SOURCE EXTRACT:
*** Begin section ***

After 12 energy-sapping matches over three days, Sharath Kamal needed a chair to complete the customary media interactions at the NEC arena in Birmingham.
"I have no energy left. I am drained. I feel like the orange is completely squeezed, the juice is completely out, but it's been a fantastic two weeks," he said, not able to hold back a range of emotions he was feeling at the time, after his first singles gold at CWG in 16 years.
India's finest ever table tennis player turned 40 last month and his body is nowhere close to what it was in 2006, when he won his first ever singles gold at the Commonwealth Games.
Yet, he found a way to better his past performances and end up with three gold and a silver in Birmingham. His dream run came after a challenging couple of weeks in which he was hardly able to sleep and back-to-back matches across events made the task harder.
He even woke up with a severe back ache on the morning of the men's singles final and could barely move. He carried the pain into the game, and after missing a regulation forehand due to stiffness, he feared getting injured. In the end, he was able to get the best out of his battered body.
Sharath is often asked these days, 'how does he do it at 40?'. He has become more lethal than ever with a much improve backhand complimenting his booming forehand drives.
"Even the players here were asking me that how I am able to add a new stroke every time I play them. I don't have a proper answer to that, I can only say it is not easy.
"What I have been able to do at 40 is unbelievable in a very positive way. I was asking myself after the mixed doubles gold yesterday. How am I able to still play like this," he wondered as bronze medallist and teammate G Sathiyan stood alongside him.
The singles gold was also his 13th medal across five Games alongside the Olympics, equalling the record held by Olympic medallist Feng Tianwei who regained the women's singles gold she had to lost to Manika Batra four years ago.
"These are probably my best ever games and probably the best ever two weeks of my life as far as table tennis is concerned. I am 40 years old. What more can I ask for," said Sharath who plans to play till the 2024 Paris Olympics.
During COVID, he mainly trained in Chennai while the rest of teammates chose to travel overseas and play with clubs in Europe. He believes he found a way to improve his fitness during the pandemic.

*** End section ***

DATA EXTRACT:
*** Begin section ***

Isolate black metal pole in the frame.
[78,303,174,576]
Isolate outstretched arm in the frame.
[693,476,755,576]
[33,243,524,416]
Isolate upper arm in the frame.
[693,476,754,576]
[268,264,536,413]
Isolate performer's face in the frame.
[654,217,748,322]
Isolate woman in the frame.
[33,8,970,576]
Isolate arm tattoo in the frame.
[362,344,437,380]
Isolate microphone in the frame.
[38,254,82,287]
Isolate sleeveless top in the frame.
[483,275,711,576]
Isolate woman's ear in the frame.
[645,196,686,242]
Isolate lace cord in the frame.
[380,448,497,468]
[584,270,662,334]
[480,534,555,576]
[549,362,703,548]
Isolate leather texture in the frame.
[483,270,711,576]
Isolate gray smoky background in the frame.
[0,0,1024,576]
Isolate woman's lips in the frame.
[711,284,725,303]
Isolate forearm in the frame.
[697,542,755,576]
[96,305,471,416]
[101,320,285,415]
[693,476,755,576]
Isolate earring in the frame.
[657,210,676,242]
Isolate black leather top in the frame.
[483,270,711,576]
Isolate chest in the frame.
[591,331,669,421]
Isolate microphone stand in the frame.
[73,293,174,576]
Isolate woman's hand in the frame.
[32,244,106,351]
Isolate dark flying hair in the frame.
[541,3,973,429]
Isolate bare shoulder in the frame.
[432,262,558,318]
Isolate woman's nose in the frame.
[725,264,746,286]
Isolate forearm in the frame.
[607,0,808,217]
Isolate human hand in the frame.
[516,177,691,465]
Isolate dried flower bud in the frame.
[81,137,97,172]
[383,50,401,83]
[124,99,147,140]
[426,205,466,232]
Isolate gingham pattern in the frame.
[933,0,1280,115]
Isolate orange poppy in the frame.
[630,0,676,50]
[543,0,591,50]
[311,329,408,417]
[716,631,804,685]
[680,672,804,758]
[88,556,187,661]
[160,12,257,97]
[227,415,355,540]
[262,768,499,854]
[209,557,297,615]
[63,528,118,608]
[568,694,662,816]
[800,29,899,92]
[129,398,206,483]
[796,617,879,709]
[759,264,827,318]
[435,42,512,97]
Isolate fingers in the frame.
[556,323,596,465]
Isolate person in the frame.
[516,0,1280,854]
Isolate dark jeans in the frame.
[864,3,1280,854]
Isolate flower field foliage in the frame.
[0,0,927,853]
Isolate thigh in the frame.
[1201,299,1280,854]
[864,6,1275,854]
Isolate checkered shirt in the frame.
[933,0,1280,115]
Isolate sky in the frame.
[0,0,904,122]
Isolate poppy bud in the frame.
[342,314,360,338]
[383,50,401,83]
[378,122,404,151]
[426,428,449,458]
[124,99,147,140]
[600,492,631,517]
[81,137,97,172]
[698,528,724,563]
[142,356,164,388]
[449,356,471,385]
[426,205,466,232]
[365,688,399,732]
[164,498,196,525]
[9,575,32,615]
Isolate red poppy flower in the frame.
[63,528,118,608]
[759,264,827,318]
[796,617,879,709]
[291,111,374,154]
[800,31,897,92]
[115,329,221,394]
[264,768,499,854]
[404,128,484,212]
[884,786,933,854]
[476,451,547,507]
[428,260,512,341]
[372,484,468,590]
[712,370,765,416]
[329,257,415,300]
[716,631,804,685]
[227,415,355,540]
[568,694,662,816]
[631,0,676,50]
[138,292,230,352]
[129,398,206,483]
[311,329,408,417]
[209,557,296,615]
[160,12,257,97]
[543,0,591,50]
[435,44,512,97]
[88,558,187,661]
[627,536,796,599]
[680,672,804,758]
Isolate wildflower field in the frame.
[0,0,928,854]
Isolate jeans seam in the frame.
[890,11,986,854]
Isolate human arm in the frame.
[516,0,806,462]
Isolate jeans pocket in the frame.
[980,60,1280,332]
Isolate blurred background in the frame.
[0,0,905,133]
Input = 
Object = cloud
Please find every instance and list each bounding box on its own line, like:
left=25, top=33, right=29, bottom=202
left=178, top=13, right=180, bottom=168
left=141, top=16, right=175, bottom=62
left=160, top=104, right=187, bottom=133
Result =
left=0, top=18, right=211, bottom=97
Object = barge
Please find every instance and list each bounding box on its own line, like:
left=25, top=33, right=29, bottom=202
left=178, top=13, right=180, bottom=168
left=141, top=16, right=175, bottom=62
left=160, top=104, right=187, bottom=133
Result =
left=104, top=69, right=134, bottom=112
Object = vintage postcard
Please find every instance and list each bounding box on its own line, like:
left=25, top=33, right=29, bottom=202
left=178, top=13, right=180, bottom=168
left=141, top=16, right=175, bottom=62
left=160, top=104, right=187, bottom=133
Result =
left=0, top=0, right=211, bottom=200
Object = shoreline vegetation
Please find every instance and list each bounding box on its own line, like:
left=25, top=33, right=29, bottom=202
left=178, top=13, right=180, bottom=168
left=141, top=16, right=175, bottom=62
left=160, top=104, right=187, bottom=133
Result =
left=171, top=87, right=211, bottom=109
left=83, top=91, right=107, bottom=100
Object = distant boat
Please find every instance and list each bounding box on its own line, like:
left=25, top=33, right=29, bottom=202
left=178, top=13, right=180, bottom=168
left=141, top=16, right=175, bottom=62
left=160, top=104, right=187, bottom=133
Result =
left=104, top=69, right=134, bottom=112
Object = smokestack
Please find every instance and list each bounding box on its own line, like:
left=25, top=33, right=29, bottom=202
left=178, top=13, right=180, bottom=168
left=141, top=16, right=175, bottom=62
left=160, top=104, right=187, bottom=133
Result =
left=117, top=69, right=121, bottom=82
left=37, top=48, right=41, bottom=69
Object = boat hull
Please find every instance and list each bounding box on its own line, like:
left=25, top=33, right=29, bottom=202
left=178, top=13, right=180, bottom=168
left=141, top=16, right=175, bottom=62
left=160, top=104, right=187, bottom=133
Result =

*** End section ***

PROMPT 1:
Turn the paragraph of the article on Sharath Kamal that begins "He even woke up" into a short list that keeps its main facts.
PROMPT 2:
In the article on Sharath Kamal, substitute "remarkable run" for "dream run" and give everything from "Yet, he found" down to "the task harder.".
PROMPT 3:
Pick up the article on Sharath Kamal after its final sentence and carry it on.
The records are separate material, unrelated to the article on Sharath Kamal.

RESPONSE 1:
- He woke with a severe back ache on the morning of the men's singles final and could barely move.
- He played through the pain. After stiffness made him miss a regulation forehand, he feared getting injured.
- In the end, he got the best out of his battered body.

RESPONSE 2:
Yet, he found a way to better his past performances and end up with three gold and a silver in Birmingham. His remarkable run came after a challenging couple of weeks in which he was hardly able to sleep and back-to-back matches across events made the task harder.

RESPONSE 3:
"The COVID break gave me a lot of insight on what I could do physically. With the kind of routine we have had here, I would have been dead already two days ago (if it wasn't for the improved fitness)."
His greatness is undisputed but probably has not been appreciated enough over the past two decades. Manika Batra had pushed the sport into spotlight with her four medal showing in Gold Coast four years ago and Sharath hopes his performances leads to millions of kids playing the game.
Though he is an Arjuna awardee and Padma Shri, his staggering accomplishments have often slipped under the radar. Ahead of the final, Sharath was announced as India's flagbearer for the closing ceremony, 16 years after he was first approached for the honour.
"May be it could have happened in 2006, there were talks about the opening ceremony and here as well when Neeraj got injured. The honour is for the entire fraternity not just for me.
"Makes me happy that we a have put the sport collectively into this kind of limelight," said the ever humble athlete.
His mixed doubles partner Sreeja Akula, who was just eight years old when Sharath won his first medal at the Games, summed up Sharath's personality rather aptly.
"The best about him is that he says sorry when he loses a point and also says sorry after I lose a point," she said with a laugh.
Sharath knows he can't be greedy in this business but having missed the doubles gold, he is not completely content.
Will that push him to be at a sixth Commonwealth Games four years down the line? "Never say never," he concluded.